## Provided passage
◇ ◇ ◇ ◇

EDIT: also if you move the SATA connectors for your drives into different plugs on the mobo to help the card fit, you may have to get into set up / bios to "activate" those respective plugs / terminals. otherwise the mobo won't "see" the drives. and they won't work. but that is very easy to do. a few simple key strokes at start up and you're at the set up menu. a little navigation and more keystrokes and you'll be good to go. need any help with it, again ask here.


----------



## DocJay35 (Oct 9, 2008)

what kind of cables and how long. I'm thinking you mean hard drive and DVD drive right


----------



## ChromeDome (Oct 9, 2008)

yeah. they are called SATA cables. they run from the back of your dvd /cd drives to the mobo. and from your hard drive. the hard drive cable in this first photo is blue, the orange and red ones run UP to the dvd/cd drives. the HD cable shouldn't be a problem because of its lower position in the case. the others run DOWN and around the vid card. or under it if room allows. so they may need to be longer then the ones Dell provided to work with them better. or the ones you have might be fine? it depends on the card selected. 

the first photo shows a close up of where they plug into the mobo. in the second photo to the right of the red line is where they plug into the mobo. you can see them right below the long card. you can't see the orange cable in the second photo because its above the others:


http://i38.tinypic.com/f3hqv8.jpg





things like this is what you would buy from newegg if replacements were needed:

http://www.newegg.com/Product/Product.aspx?Item=N82E16812123186

http://www.newegg.com/Product/Product.aspx?Item=N82E16812608188

http://www.newegg.com/Product/Product.aspx?Item=N82E16812104056

http://www.newegg.com/Product/Product.aspx?Item=N82E16812106201

just some examples. 18 to 20 inch should be plenty long. although you may want to order a longer one too. just in case. if you go to newegg and search "Sata Cables" all sorts of cables and lengths come up. and "SATA II" are also compatible, i believe. although you may want to check on that


----------



## AsRock (Oct 9, 2008)

◇ ◇ ◇ ◇

## Task instructions
A – In the forum thread about SATA cables, what cable length is described as plenty long?
B – Copy from the SATA cable thread, beginning at the words "yeah. they are" and stopping after "the card selected.".
C – Write what comes next in the forum thread about SATA cables and fitting a video card, picking up after its last line.
You won't need the material that comes next.

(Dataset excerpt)

◇ ◇ ◇ ◇

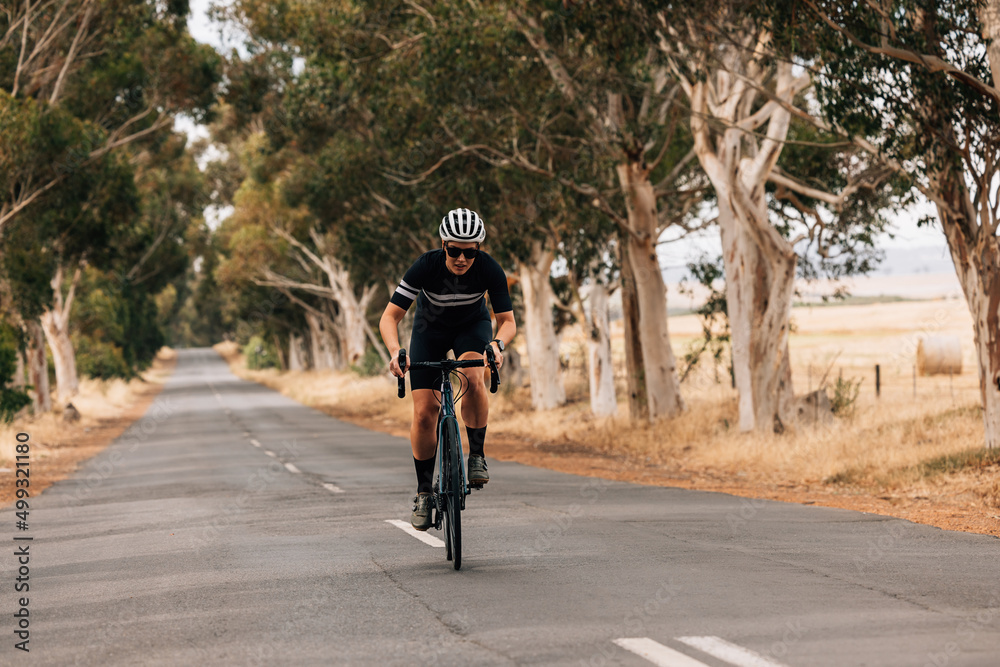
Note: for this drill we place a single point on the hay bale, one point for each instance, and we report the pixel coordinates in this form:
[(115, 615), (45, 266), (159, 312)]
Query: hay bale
[(939, 355)]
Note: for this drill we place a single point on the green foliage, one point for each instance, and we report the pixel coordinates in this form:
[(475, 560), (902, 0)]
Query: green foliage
[(116, 329), (11, 400), (371, 364), (260, 353), (845, 396), (715, 336), (101, 359)]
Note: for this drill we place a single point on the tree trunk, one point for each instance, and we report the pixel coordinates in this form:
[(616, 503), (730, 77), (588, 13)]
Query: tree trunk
[(322, 351), (989, 14), (297, 358), (739, 270), (282, 360), (759, 263), (659, 365), (19, 381), (38, 369), (547, 391), (772, 312), (638, 406), (978, 267), (55, 324), (602, 376)]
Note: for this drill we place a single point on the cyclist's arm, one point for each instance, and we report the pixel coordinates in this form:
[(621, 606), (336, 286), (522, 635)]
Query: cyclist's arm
[(388, 326), (506, 327)]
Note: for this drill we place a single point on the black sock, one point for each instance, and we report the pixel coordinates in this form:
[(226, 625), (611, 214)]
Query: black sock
[(425, 474), (477, 438)]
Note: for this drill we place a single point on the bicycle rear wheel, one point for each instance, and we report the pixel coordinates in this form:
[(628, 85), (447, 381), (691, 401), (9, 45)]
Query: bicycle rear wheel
[(452, 456)]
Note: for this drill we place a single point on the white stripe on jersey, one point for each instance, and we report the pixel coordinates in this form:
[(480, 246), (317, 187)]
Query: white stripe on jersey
[(453, 299), (406, 293)]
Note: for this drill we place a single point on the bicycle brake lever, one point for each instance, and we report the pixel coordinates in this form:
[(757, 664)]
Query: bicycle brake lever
[(491, 361)]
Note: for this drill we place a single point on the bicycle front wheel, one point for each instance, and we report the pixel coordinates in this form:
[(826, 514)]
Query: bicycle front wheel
[(453, 495)]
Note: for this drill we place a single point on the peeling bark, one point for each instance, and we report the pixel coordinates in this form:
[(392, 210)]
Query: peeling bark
[(38, 369), (759, 263), (638, 406), (547, 390), (297, 358), (322, 348), (658, 362), (977, 263), (600, 369), (55, 324)]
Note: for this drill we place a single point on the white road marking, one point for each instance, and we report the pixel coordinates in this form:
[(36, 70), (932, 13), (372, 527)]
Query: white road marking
[(423, 537), (657, 653), (732, 653)]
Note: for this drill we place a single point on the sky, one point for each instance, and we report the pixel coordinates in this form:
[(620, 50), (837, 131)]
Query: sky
[(908, 249)]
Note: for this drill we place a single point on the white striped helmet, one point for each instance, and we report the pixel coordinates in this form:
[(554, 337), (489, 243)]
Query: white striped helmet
[(462, 224)]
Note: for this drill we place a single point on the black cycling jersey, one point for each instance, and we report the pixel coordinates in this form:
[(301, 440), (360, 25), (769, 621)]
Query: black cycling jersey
[(442, 297)]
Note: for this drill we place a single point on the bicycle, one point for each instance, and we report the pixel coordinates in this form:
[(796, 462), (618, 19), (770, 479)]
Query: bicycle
[(450, 489)]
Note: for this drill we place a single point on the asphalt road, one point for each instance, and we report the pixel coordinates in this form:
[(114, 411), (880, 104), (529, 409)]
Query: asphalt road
[(234, 526)]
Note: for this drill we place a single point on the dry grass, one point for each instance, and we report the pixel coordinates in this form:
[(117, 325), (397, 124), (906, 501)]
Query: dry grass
[(910, 442), (107, 409), (99, 402)]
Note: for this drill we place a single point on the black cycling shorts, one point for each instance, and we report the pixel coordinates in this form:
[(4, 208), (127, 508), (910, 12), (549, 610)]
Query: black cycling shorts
[(432, 344)]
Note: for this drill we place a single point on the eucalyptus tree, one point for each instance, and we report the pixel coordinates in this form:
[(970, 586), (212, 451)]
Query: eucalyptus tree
[(83, 80), (918, 84), (744, 90), (573, 97)]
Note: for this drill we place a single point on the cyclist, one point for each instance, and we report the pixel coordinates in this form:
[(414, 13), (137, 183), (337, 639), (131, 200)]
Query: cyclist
[(449, 285)]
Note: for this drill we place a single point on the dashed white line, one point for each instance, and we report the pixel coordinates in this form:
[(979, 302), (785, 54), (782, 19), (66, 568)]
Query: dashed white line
[(657, 653), (732, 653), (423, 537)]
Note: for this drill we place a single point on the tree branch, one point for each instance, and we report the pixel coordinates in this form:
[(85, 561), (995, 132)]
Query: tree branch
[(930, 62)]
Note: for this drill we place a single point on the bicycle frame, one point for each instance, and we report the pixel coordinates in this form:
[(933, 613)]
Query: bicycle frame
[(446, 412), (448, 499)]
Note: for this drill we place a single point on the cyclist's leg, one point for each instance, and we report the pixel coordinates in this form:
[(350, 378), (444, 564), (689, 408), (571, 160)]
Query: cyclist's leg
[(471, 344), (425, 345), (475, 404)]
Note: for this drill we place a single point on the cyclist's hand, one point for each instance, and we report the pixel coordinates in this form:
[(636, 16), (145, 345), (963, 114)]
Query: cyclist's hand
[(394, 366), (498, 355)]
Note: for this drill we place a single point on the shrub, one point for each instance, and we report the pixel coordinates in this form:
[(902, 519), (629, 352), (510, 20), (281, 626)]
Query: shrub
[(369, 365), (260, 354), (845, 394), (100, 359)]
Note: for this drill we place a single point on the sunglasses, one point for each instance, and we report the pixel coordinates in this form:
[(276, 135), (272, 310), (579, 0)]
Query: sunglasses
[(470, 253)]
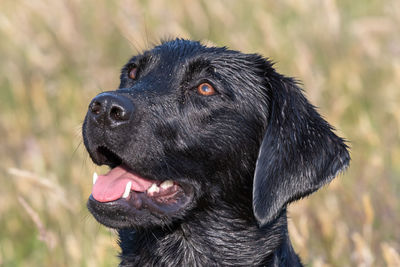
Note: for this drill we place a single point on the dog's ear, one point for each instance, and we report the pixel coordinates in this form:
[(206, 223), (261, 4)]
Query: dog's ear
[(299, 152)]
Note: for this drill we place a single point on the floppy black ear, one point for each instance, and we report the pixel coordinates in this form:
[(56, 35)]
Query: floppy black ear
[(298, 155)]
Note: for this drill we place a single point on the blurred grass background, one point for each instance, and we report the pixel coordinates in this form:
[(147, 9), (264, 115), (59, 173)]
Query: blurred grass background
[(56, 55)]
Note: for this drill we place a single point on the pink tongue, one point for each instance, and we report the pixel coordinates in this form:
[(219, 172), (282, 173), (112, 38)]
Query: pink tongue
[(111, 186)]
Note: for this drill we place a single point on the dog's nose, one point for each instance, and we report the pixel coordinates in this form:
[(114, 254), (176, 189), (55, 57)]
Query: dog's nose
[(111, 109)]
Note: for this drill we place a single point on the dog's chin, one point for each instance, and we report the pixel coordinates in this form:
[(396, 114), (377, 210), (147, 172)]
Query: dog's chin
[(140, 209)]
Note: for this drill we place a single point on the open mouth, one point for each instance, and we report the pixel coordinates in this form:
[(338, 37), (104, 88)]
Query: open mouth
[(121, 184)]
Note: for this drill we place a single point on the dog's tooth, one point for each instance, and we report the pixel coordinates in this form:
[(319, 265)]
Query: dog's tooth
[(153, 189), (95, 176), (127, 190), (166, 184)]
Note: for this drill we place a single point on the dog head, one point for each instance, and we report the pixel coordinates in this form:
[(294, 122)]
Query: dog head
[(191, 126)]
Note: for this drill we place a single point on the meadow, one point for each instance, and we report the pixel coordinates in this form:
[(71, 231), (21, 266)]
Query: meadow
[(56, 55)]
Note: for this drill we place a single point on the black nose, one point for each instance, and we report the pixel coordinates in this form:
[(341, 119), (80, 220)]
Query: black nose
[(111, 109)]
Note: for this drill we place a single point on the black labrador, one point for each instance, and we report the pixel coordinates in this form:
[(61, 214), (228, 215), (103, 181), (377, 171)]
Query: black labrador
[(207, 146)]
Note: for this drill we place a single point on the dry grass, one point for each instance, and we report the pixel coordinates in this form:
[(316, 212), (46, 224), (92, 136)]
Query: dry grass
[(56, 55)]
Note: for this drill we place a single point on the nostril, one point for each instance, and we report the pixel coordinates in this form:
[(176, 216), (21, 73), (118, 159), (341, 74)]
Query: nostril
[(95, 107), (118, 114)]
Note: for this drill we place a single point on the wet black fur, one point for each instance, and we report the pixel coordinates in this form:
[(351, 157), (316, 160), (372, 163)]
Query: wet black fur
[(247, 152)]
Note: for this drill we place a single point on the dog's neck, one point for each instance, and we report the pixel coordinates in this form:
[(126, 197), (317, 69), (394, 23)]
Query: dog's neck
[(193, 243)]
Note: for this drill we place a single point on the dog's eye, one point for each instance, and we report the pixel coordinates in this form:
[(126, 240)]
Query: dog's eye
[(206, 89), (132, 73)]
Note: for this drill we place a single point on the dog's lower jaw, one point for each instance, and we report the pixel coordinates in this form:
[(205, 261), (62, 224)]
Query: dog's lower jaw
[(240, 243)]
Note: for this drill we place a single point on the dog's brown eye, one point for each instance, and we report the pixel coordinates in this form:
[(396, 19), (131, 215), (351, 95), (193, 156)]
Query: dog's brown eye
[(132, 73), (205, 89)]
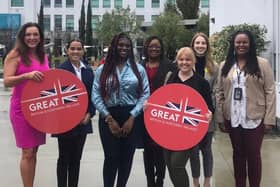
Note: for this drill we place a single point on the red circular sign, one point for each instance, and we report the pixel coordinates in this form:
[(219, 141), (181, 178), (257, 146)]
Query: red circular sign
[(175, 117), (55, 105)]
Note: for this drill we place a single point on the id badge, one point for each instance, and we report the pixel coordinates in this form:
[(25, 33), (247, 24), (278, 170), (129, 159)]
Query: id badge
[(237, 94)]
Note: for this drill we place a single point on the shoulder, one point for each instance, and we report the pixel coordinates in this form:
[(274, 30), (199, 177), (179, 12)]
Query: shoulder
[(64, 65), (13, 56), (201, 79), (140, 67), (262, 61)]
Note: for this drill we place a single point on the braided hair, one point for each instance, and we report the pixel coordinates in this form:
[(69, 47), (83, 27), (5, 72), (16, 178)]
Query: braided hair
[(108, 79)]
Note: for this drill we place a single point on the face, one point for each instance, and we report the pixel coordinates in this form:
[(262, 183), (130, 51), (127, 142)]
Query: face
[(185, 63), (32, 37), (75, 51), (241, 44), (123, 48), (200, 46), (154, 49)]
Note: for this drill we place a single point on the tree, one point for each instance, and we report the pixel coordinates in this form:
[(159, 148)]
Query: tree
[(41, 16), (170, 7), (188, 8), (220, 40), (119, 20), (203, 24), (174, 35), (82, 23), (88, 37)]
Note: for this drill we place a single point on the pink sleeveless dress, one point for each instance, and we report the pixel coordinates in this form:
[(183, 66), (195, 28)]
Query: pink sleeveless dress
[(25, 135)]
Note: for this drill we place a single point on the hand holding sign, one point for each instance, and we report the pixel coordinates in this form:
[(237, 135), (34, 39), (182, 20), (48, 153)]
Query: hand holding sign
[(175, 117), (56, 104)]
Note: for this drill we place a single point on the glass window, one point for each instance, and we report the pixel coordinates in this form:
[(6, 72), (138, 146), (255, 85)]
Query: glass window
[(69, 3), (155, 3), (106, 3), (94, 22), (17, 3), (58, 22), (47, 3), (154, 17), (204, 3), (95, 3), (69, 23), (57, 3), (47, 23), (140, 18), (140, 3), (118, 3)]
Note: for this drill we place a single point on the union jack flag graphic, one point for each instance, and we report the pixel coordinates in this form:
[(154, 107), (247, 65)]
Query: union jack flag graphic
[(66, 94), (190, 115)]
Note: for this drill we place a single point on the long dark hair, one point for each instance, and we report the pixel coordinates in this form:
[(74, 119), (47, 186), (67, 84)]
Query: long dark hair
[(23, 49), (108, 78), (147, 43), (252, 66)]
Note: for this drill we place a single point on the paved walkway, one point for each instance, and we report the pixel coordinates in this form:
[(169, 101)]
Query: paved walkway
[(91, 165)]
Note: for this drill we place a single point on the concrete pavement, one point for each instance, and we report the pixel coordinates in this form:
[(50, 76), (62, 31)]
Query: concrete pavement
[(91, 165)]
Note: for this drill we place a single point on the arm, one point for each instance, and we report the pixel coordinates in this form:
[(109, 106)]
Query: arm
[(144, 95), (127, 126), (10, 67), (96, 97)]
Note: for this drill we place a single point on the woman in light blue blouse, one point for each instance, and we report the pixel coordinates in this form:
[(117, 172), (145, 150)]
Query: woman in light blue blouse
[(119, 90)]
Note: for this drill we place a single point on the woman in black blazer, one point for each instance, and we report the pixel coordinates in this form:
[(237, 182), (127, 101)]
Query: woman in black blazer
[(71, 143)]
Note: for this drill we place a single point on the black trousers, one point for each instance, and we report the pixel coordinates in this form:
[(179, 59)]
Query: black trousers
[(154, 163), (118, 152), (68, 164)]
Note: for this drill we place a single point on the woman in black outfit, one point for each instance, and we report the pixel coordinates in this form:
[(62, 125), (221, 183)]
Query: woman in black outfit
[(176, 160), (157, 67), (71, 143)]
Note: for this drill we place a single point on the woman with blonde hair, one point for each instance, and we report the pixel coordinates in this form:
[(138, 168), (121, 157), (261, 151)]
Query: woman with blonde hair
[(207, 68), (176, 160)]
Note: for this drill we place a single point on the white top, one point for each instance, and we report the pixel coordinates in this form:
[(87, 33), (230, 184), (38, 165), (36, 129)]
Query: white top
[(78, 70), (238, 107)]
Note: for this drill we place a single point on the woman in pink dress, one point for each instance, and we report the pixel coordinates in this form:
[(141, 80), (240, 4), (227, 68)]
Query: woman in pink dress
[(25, 62)]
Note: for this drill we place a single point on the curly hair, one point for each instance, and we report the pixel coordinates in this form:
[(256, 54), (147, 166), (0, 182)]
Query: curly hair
[(23, 49), (252, 66)]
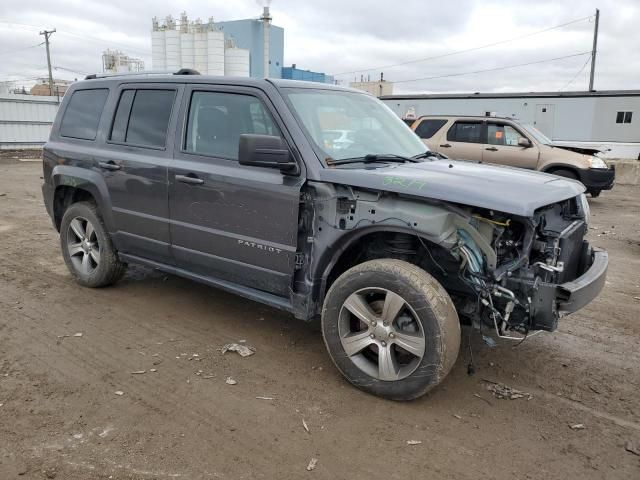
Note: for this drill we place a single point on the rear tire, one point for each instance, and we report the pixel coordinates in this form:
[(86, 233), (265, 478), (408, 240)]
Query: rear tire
[(87, 248), (404, 336)]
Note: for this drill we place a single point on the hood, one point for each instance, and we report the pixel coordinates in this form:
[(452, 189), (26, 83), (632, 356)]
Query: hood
[(503, 189)]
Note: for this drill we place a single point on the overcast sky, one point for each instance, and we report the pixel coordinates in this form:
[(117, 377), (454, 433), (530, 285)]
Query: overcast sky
[(335, 36)]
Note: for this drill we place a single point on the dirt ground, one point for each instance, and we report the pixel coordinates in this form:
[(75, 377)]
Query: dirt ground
[(61, 418)]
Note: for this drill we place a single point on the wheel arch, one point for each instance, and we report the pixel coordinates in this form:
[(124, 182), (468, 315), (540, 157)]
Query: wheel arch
[(73, 184), (335, 261)]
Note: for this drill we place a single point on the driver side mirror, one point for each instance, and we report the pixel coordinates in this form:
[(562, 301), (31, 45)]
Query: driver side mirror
[(524, 142), (265, 151)]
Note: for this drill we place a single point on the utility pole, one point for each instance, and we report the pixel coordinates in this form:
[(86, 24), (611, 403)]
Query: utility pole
[(47, 34), (593, 52)]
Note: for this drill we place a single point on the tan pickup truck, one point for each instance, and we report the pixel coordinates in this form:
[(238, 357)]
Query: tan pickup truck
[(507, 142)]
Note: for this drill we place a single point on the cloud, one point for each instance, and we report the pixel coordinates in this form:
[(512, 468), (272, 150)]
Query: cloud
[(339, 36)]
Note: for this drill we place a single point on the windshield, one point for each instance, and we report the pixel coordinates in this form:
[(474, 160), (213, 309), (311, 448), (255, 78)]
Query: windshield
[(349, 125), (537, 134)]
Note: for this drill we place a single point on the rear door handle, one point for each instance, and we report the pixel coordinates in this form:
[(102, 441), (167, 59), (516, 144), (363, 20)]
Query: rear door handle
[(190, 179), (111, 165)]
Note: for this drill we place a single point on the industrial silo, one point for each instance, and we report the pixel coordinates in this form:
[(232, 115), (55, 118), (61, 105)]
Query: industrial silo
[(236, 61), (157, 47), (187, 48), (215, 50), (172, 45), (200, 46)]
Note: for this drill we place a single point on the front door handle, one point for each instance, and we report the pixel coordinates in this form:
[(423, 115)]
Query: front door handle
[(110, 165), (190, 179)]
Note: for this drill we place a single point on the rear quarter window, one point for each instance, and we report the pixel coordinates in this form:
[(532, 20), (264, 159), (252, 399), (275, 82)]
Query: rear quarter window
[(82, 115), (142, 117), (428, 128)]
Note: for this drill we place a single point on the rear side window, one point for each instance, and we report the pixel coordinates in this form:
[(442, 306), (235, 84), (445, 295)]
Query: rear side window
[(466, 132), (82, 115), (142, 117), (503, 135), (427, 128), (216, 121)]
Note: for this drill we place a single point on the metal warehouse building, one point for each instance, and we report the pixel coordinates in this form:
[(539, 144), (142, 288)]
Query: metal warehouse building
[(601, 119), (25, 120)]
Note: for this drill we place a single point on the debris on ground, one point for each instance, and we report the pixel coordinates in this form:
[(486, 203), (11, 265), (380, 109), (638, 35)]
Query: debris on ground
[(312, 464), (632, 448), (500, 390), (482, 398), (243, 350)]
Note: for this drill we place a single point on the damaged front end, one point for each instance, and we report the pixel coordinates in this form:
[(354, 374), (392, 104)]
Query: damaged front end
[(544, 268)]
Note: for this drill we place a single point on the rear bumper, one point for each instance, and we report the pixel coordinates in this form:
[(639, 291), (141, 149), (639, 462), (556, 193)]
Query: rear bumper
[(47, 196), (574, 295), (598, 178)]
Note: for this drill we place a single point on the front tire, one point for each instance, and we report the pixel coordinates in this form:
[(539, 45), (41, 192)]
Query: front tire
[(87, 248), (391, 329)]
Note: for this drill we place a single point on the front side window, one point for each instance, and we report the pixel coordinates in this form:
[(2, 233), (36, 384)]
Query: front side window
[(502, 135), (216, 121), (428, 128), (624, 117), (466, 132), (142, 117), (346, 124), (82, 116)]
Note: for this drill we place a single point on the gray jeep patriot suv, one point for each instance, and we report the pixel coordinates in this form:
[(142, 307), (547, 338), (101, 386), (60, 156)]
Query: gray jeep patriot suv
[(243, 184)]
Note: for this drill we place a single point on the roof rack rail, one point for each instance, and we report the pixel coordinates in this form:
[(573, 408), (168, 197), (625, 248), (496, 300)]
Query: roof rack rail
[(182, 71)]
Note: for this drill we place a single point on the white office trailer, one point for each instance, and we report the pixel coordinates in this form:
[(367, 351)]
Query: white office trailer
[(197, 45), (608, 120), (25, 120)]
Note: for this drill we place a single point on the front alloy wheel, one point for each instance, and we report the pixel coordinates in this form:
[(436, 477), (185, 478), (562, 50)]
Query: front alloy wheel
[(380, 333), (390, 328)]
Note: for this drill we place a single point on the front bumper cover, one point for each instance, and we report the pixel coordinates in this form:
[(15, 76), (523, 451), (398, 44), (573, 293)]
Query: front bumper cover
[(574, 295), (598, 178)]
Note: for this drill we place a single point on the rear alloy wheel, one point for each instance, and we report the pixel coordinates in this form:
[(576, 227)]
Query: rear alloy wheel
[(86, 247), (391, 329), (83, 245)]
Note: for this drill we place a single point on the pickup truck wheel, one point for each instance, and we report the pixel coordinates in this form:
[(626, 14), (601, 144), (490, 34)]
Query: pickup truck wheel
[(86, 247), (391, 329)]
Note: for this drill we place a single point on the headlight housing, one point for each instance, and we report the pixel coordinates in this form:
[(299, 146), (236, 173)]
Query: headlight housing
[(597, 162)]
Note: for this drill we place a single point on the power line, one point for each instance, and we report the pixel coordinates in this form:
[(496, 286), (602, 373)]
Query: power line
[(457, 52), (493, 69), (9, 52), (89, 38), (576, 75)]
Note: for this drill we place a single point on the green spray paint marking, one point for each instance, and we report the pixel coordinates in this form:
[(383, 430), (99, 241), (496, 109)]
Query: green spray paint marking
[(389, 181)]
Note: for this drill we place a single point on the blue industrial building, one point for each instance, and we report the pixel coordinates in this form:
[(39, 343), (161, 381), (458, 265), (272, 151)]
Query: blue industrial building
[(293, 73), (249, 34)]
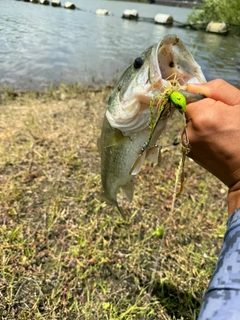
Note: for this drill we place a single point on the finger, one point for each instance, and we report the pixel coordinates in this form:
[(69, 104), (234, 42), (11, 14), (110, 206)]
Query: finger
[(218, 90)]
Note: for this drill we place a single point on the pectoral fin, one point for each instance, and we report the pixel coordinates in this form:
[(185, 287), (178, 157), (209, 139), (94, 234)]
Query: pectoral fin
[(128, 190), (114, 138), (138, 163), (154, 154)]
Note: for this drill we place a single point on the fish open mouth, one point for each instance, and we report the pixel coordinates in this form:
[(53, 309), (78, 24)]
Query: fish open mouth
[(168, 64), (176, 64)]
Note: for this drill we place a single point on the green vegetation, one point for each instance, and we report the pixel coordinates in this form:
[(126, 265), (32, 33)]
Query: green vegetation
[(65, 254), (218, 11)]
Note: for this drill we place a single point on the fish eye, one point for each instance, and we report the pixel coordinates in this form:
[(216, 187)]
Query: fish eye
[(138, 63)]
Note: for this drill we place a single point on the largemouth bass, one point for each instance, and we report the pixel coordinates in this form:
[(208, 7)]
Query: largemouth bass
[(129, 133)]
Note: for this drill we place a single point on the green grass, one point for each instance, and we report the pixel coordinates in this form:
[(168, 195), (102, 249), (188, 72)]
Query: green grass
[(65, 254)]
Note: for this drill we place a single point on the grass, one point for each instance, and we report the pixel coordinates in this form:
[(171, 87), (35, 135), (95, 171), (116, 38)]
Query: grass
[(65, 254)]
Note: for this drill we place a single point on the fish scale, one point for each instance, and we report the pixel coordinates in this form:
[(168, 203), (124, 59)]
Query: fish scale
[(126, 138)]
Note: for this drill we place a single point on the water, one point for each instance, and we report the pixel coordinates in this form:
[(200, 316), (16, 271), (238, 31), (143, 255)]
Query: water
[(41, 45)]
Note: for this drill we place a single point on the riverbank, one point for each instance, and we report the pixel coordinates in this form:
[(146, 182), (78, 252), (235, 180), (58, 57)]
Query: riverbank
[(171, 3), (65, 253)]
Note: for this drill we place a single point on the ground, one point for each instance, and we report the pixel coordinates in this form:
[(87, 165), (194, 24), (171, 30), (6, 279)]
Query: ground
[(64, 253)]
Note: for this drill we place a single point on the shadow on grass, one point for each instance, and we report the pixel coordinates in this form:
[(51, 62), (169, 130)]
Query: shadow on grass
[(175, 301)]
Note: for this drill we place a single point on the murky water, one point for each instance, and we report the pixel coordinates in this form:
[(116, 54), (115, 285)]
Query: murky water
[(40, 45)]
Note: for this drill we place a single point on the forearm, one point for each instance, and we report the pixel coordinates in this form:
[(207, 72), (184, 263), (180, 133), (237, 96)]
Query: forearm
[(222, 299), (233, 198)]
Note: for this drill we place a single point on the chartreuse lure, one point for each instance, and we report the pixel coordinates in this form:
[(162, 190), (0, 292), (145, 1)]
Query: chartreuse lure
[(179, 101)]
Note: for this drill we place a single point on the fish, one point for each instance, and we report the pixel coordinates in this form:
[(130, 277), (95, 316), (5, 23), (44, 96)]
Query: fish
[(129, 135)]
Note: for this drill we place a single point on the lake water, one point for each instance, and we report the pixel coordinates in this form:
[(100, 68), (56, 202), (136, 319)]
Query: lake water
[(41, 45)]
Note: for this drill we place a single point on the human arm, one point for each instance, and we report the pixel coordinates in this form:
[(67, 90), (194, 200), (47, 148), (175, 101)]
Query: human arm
[(214, 134)]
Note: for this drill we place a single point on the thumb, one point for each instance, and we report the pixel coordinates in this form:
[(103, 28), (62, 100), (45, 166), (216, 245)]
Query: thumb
[(218, 90)]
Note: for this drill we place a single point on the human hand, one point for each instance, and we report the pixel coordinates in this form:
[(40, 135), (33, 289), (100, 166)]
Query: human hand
[(214, 134)]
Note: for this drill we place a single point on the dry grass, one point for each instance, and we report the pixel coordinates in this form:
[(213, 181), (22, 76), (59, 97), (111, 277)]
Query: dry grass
[(64, 254)]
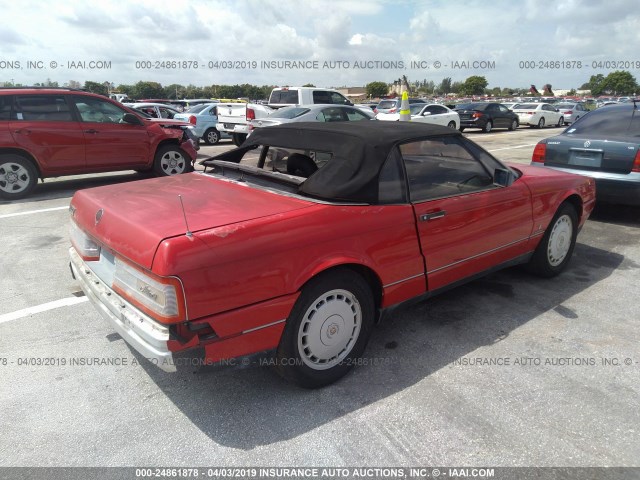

◇ ◇ ◇ ◇

## Answers given
A – 18 to 20 inches

B –
yeah. they are called SATA cables. they run from the back of your dvd /cd drives to the mobo. and from your hard drive. the hard drive cable in this first photo is blue, the orange and red ones run UP to the dvd/cd drives. the HD cable shouldn't be a problem because of its lower position in the case. the others run DOWN and around the vid card. or under it if room allows. so they may need to be longer then the ones Dell provided to work with them better. or the ones you have might be fine? it depends on the card selected.

C –
ChromeDome said:


> before i go to bed i would also like to point out this:
> 
> 
> 
> ...



Well with my old DELL (2002) it had a custom power connector which required you to use either a adapter or some thing i posted.  I could say for is but checking the dell forums he would find out for sure.

And the one i posted should be a HIGH quality PSU.


----------



## ChromeDome (Oct 9, 2008)

oh i'm well sure. the Dell Ispiron i upgraded last year has a regular 'ol 24 pin connector. no adapter needed. it was the 530 but i checked at the time and the Ispiron 531 (which is thread starters unit) is the same. just a regular 24 pin connector. i plopped an Antec EA650 in just fine

and the PSU you linked is fine. high quality to be sure. but its EXACTLY the same as the regular unit. it might have slightly smaller physical dimensions, however. which means it wouldn't fit quite right in the Ispiron case, which uses regular ATX

i think its funny PC Power And Cooling should sell "Dell Specific" PSU's that are apparently comaptible with every known Dell ever made, although those Dells all use different mobo's and platforms. they make it sound as if they have cornered the market on Dell PSU's or something. which they haven't. may have been a little true before, but the newer Dell's, and Ispirons for sure, just use regular spec PSU's. the "DELL" 500w PC Power And Cooling Silencer is spec'd EXACTLY as the "regular model." older Dells used to use different voltages, etc. not true any more. they realized people want to upgrade. so its the same thing and is priced about $20 more under normal pricing. with the regular model being on sale it was $40 more. which is just a waste of money


----------



## ChromeDome (Oct 9, 2008)

a couple of custom set ups found in the Dell forums:

*Inspiron 530*
Intel Core 2 Duo E6600 2.33GHz
16X DVD+/-RW Drive
4GB DDR2 SDRAM 667MHz (3.25GB showing)
320GB HDD
EVGA GeForce 8800GT Superclocked 512MB
*Thermaltake Purepower PSU 500W*
Vista Home Premium 

*Ispiron 531*
AMD 5000+ Windsor
4GB Corsair@800mhz
Evga 8800GT SC 710/1780/1980
500 Gig Western Digital HD
*Corsair HX520 PSU*

just to reassure threadstarter


----------



## AsRock (Oct 9, 2008)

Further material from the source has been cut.